Task to carry out
Copy each line below without leaving any out.

Information supplied
============================================================

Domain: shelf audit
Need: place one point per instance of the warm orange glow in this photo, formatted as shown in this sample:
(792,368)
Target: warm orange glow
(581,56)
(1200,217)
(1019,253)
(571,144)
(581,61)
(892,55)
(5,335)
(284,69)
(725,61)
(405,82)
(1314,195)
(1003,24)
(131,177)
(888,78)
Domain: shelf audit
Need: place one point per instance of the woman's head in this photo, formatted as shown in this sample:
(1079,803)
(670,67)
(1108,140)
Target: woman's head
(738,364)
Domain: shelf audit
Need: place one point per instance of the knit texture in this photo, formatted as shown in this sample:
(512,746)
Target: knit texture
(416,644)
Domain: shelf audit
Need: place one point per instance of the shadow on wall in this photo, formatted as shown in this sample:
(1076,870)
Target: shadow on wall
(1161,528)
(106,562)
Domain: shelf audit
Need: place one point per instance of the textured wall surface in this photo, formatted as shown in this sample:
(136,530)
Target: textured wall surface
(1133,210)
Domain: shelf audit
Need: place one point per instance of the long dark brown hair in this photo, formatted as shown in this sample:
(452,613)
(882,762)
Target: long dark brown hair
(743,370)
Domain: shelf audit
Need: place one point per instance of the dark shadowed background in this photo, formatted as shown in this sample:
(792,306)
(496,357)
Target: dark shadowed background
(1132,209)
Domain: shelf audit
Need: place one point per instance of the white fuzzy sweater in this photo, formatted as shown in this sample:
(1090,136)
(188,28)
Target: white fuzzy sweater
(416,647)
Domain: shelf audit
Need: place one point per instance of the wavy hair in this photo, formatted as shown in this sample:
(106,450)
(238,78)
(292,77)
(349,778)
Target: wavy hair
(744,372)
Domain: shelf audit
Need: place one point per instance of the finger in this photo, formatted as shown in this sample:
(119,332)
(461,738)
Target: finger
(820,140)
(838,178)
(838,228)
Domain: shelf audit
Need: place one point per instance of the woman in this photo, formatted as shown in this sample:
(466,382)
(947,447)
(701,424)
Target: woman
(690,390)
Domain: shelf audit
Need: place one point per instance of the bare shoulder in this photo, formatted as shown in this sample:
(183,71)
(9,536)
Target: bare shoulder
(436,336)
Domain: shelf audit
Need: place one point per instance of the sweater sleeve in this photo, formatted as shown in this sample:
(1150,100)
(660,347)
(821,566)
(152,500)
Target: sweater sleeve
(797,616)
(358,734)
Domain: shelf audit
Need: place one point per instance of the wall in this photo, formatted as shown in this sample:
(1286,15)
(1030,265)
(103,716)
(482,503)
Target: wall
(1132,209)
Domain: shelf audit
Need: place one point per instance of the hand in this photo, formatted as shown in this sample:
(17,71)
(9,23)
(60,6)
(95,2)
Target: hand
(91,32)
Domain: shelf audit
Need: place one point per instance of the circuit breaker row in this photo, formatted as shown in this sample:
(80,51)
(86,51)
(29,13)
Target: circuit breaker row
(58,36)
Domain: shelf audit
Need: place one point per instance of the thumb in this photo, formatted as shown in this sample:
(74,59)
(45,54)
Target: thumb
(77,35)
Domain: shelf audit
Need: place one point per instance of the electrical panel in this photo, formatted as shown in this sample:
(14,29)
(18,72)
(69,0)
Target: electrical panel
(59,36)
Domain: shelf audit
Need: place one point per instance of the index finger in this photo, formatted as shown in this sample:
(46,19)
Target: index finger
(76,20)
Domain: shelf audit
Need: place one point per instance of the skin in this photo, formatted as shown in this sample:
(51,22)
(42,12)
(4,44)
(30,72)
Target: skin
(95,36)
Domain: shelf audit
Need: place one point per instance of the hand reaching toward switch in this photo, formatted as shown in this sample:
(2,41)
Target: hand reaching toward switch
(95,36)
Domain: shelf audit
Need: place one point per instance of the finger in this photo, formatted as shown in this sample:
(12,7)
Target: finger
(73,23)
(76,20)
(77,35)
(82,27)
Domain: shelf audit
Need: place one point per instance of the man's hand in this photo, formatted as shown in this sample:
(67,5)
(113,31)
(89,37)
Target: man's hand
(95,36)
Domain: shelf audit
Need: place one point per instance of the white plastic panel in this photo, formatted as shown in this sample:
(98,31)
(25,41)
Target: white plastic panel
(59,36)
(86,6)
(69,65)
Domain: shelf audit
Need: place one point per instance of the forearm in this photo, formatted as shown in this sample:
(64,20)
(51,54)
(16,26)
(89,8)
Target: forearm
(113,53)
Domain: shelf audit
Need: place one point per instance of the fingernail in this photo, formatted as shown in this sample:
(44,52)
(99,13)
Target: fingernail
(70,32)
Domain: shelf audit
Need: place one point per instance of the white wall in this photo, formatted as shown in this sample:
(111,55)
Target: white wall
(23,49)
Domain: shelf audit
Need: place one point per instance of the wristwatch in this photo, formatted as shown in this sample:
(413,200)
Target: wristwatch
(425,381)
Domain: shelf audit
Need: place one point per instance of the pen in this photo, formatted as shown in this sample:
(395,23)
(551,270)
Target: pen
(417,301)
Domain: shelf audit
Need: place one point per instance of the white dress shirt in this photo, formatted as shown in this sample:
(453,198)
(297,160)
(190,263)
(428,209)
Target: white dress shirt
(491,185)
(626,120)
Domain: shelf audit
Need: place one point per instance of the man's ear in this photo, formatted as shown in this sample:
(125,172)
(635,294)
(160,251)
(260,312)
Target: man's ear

============================================================

Solution
Domain: shelf audit
Need: place one point per instance of the warm orange glow in this photo, formatted as shown in this sample:
(792,368)
Target: warm orange glow
(581,56)
(1200,217)
(1019,253)
(571,144)
(581,61)
(892,55)
(5,335)
(284,69)
(725,61)
(405,82)
(1314,195)
(1003,24)
(131,177)
(888,78)
Domain: shelf audit
Need: place one point per instance of the woman's head in this photo, formatted as shown in this sample:
(1079,803)
(670,67)
(1108,140)
Target: woman's head
(738,364)
Domain: shelf audit
Need: place one point per instance of the knit texture in this photo, formatted as shown in this sample:
(512,746)
Target: knit texture
(416,644)
Domain: shelf audit
Need: place one point per instance of the shadow on wall in this photo, formatted as shown in this sample:
(1076,870)
Target: shadow on wall
(1161,528)
(106,562)
Domain: shelf audit
Need: place one point per instance of the textured wall surface in this photo, formatted as shown in this sample:
(136,530)
Target: textured wall surface
(1133,210)
Domain: shelf audit
Need: place one point per instance of the long dark brown hair in this photo, formatted as shown in this sample:
(452,613)
(882,762)
Target: long dark brown hair
(743,370)
Domain: shelf audit
Need: place one point per instance of the dark shadowed background in this photo, formatted as shown in this sample:
(792,306)
(496,357)
Target: dark shadowed background
(1132,209)
Domain: shelf audit
Need: place one point per instance of the white fuzzy sweater in this photo, formatted as shown in this sample:
(1090,136)
(188,28)
Target: white fuzzy sweater
(416,647)
Domain: shelf audit
Need: place one point per instance of the wavy hair in this photo, formatted as shown in this sample:
(106,450)
(238,78)
(292,77)
(349,778)
Target: wavy hair
(744,372)
Domain: shelf audit
Need: place one point per instance of the finger in this photo, formatted as shown in this sample:
(119,332)
(461,738)
Target: finger
(820,140)
(838,178)
(838,228)
Domain: shelf audit
Need: place one point per instance of the woman in this photo, formatted as shown in this sample:
(466,382)
(947,447)
(701,424)
Target: woman
(690,390)
Domain: shelf audit
Need: place one point per instance of the bare shoulder in this photo, formatted as shown in this sample:
(183,71)
(9,536)
Target: bare shoulder
(436,336)
Domain: shelf audit
Need: place one point per instance of the sweater sleeve in this photo, formatted as shown in this sample:
(1150,100)
(660,347)
(821,566)
(152,500)
Target: sweater sleeve
(797,616)
(358,734)
Domain: shelf audit
Need: place one point per instance of the wall in this photo, formatted as shown in this sample:
(1286,15)
(1030,265)
(103,716)
(482,503)
Target: wall
(1132,209)
Domain: shelf audit
Need: place one point per instance of the hand in this photo, formatted as shown in this sample:
(17,71)
(9,23)
(60,6)
(95,2)
Target: hand
(91,32)
Domain: shelf audit
Need: place one point per instance of the circuit breaker row in this photo, formatted as shown in this sample:
(80,51)
(86,51)
(29,13)
Target: circuit breaker row
(58,36)
Domain: shelf audit
Need: place one point per instance of the thumb in this photo, formatted as shown in this sample:
(74,59)
(45,54)
Target: thumb
(77,35)
Domain: shelf audit
Need: place one point per instance of the electrical panel in this photo, formatted as shown in this sample:
(14,29)
(18,72)
(69,0)
Target: electrical panel
(59,36)
Domain: shelf audit
Need: place one point per instance of the index finger in this photo, formatted as shown in this sample:
(46,19)
Target: index finger
(76,20)
Domain: shelf audit
Need: place one point per instance of the skin in this photo, formatted as shown in this sample:
(51,22)
(42,12)
(4,44)
(30,72)
Target: skin
(95,36)
Domain: shelf audit
Need: place one point per instance of the hand reaching toward switch in this photo, formatted as shown in this sample:
(2,41)
Target: hand reaching toward switch
(95,36)
Domain: shelf audit
Need: place one point per instance of the finger in this photo, formatted as shown in this sample:
(12,7)
Target: finger
(73,23)
(76,20)
(77,35)
(82,27)
Domain: shelf audit
Need: place one point per instance of the man's hand in this photo, formatted as shown in this sample:
(67,5)
(113,31)
(89,37)
Target: man's hand
(95,36)
Domain: shelf audit
Need: place one point per instance of the white plastic panel in this photo, formatted as shown in this sample:
(98,31)
(25,41)
Target: white plastic panel
(59,36)
(86,6)
(69,65)
Domain: shelf audit
Need: place one point per instance of the forearm in this photo, formatted as shown in this sample:
(64,20)
(51,54)
(16,26)
(89,8)
Target: forearm
(113,53)
Domain: shelf audit
Need: place one point per instance of the fingernail in this photo, formatted as shown in this sample:
(44,52)
(99,13)
Target: fingernail
(70,32)
Domain: shelf audit
Need: place one point per instance of the white wall in this photo, formatted as shown in this sample:
(111,55)
Target: white wall
(23,49)
Domain: shelf audit
Need: place one point per instance of the wristwatch in this photo, formatted as shown in this sample:
(413,200)
Target: wristwatch
(425,381)
Domain: shelf audit
Need: place one point per instance of the pen in this photo, formatted as shown in this sample:
(395,23)
(551,270)
Target: pen
(417,301)
Domain: shelf audit
Need: place one point per instance of the white dress shirt in this photo, formatted as shown in this sample:
(453,198)
(297,160)
(190,263)
(428,209)
Target: white dress shirt
(491,185)
(626,120)
Domain: shelf audit
Need: place one point per instance of the man's ear in this photo, formatted as shown in this sample:
(125,172)
(635,294)
(160,251)
(260,312)
Target: man's ear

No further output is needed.